◆ **Short exercise**
Every line of the data must be copied exactly.

===============

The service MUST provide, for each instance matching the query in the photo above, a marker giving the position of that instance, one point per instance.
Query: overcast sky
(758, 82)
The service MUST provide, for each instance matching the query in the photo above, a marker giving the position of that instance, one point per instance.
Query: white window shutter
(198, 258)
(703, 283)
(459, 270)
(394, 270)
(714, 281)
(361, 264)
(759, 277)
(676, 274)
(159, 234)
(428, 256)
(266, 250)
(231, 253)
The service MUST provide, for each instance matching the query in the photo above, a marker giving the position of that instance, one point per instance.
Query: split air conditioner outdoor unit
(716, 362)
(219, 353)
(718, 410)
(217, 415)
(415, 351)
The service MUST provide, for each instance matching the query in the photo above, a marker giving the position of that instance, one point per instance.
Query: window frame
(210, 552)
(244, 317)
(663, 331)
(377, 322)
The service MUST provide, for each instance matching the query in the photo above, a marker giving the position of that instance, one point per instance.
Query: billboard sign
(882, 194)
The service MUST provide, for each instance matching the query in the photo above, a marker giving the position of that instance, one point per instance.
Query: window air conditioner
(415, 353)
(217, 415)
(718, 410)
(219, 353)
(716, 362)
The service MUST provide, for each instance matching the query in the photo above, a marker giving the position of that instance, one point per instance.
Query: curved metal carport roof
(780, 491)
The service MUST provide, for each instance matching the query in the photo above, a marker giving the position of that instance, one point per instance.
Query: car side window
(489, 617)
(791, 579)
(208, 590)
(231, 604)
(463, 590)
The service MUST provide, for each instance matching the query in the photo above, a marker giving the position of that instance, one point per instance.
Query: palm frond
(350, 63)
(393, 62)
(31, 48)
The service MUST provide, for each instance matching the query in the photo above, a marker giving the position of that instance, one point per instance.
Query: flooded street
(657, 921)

===============

◆ **Exercise response**
The service MUST provide, for each instance matching the query in the photo above, a marker giving the position of that instance, one point per instance.
Query: overcast sky
(758, 82)
The service MUST provide, for each instance matching the query in the photo above, a marker giving the position of that instance, one point per instance.
Query: white window shutter
(198, 258)
(703, 283)
(459, 270)
(394, 270)
(714, 281)
(361, 264)
(759, 277)
(676, 274)
(159, 234)
(428, 256)
(266, 250)
(231, 253)
The service MUST provide, for each instance matching the query in the photo above, a marker giving the position of that instance, one point per instance.
Query: split air conditioner outdoor unit
(716, 362)
(219, 353)
(718, 410)
(217, 415)
(415, 351)
The service MUST provide, for each instance matching the query in the photo above, a marker giving the position of that instance, one point per instance.
Query: window frame
(210, 552)
(244, 317)
(663, 331)
(377, 322)
The service MUST provide, for each instance matching the query in the photo above, a marker giving the position of that instance, one point per instance.
Query: billboard sign
(882, 194)
The service MUST provide, for each instance matching the query in the photo above, a marker giving the position of that instance, one point per instance.
Query: window air conditioner
(415, 353)
(217, 415)
(718, 410)
(219, 353)
(716, 362)
The service MUST provide, for each instance matching the query in the photo above, a marker giving the position of that instance, one point per instance.
Query: curved metal carport roof
(780, 491)
The service MUST provide, for each instance matching the query in the photo above, a marker giving the position of that instance, one point per instance.
Query: car side window
(489, 617)
(791, 579)
(208, 590)
(231, 604)
(463, 590)
The service MUST provide, for each instance matching the query in the photo above, a marker giving the position of that instance, one point per instance.
Query: palm frond
(350, 63)
(393, 62)
(31, 48)
The service MUST provide, for each instance matching the query in the photo above, a marker giving the position of that instance, one point per instance.
Query: flooded street
(657, 921)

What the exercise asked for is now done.